**Requirement:** Update the lines of the records from the one containing "Reviewer note: check that every instance of the aircraft nose" through the one containing "Reviewer note: check that every instance of the fighter" by replacing "keypoint" with "marker" and leaving all else unchanged. Return only those lines.

**Record list:**
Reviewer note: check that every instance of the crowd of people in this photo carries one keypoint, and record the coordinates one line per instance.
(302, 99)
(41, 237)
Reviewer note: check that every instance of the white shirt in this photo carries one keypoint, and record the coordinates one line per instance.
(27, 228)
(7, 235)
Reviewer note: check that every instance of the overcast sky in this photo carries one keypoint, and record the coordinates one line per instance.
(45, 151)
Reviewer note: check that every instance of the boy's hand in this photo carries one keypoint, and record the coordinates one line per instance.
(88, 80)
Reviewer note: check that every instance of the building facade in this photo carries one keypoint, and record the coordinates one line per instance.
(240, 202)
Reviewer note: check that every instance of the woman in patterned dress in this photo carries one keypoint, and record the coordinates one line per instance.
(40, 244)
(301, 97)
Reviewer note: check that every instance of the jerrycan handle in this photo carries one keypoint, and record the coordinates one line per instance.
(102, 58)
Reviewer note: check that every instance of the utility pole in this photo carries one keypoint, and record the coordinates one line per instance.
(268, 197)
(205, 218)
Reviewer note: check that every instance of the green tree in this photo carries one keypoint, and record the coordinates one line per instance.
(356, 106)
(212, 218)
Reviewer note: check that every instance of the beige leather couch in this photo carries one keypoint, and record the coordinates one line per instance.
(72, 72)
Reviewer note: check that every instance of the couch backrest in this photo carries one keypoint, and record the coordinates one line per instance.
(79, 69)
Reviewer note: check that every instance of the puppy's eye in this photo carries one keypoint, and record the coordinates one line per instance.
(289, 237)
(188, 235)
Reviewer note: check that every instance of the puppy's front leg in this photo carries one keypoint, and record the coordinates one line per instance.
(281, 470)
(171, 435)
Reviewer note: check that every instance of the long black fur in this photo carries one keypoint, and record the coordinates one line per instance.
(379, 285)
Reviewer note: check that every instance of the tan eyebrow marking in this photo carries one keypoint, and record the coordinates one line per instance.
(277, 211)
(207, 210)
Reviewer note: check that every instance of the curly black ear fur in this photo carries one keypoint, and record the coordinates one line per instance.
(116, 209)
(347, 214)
--
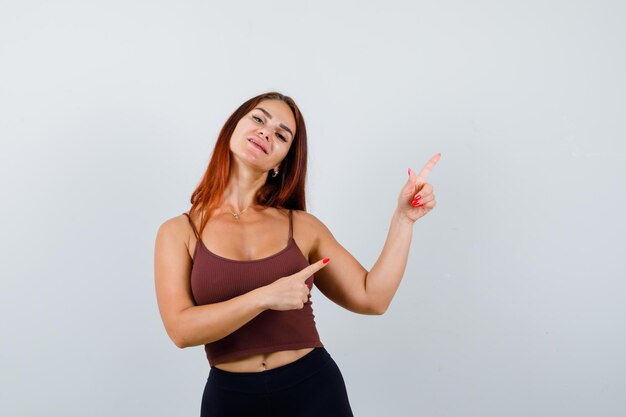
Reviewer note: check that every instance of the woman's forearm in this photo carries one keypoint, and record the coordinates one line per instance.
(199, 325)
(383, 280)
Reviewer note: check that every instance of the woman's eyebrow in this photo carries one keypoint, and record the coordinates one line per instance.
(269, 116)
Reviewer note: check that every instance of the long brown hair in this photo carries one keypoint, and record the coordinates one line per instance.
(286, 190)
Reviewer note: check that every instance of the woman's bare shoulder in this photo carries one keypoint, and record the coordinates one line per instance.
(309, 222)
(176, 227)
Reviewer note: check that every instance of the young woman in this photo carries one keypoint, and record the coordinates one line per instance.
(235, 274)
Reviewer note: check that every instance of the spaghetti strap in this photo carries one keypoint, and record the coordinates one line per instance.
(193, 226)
...
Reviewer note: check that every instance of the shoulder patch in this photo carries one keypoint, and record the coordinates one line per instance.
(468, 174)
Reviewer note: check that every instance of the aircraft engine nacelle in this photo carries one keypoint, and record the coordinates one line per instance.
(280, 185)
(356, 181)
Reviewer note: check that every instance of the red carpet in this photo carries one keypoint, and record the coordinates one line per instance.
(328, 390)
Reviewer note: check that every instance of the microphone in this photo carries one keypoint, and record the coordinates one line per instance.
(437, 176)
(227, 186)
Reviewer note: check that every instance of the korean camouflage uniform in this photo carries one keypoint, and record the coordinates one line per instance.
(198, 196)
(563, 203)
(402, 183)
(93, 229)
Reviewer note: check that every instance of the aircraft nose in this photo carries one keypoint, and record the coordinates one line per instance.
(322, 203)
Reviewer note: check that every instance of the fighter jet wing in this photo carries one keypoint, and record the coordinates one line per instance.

**Written reply:**
Reviewer note: check that every instance of the aircraft nose in this photo carries one marker, and record the coordinates one line per instance.
(322, 203)
Reviewer note: check that every instance of the fighter jet wing in this photo carries one marker, and record the coordinates one line per instance.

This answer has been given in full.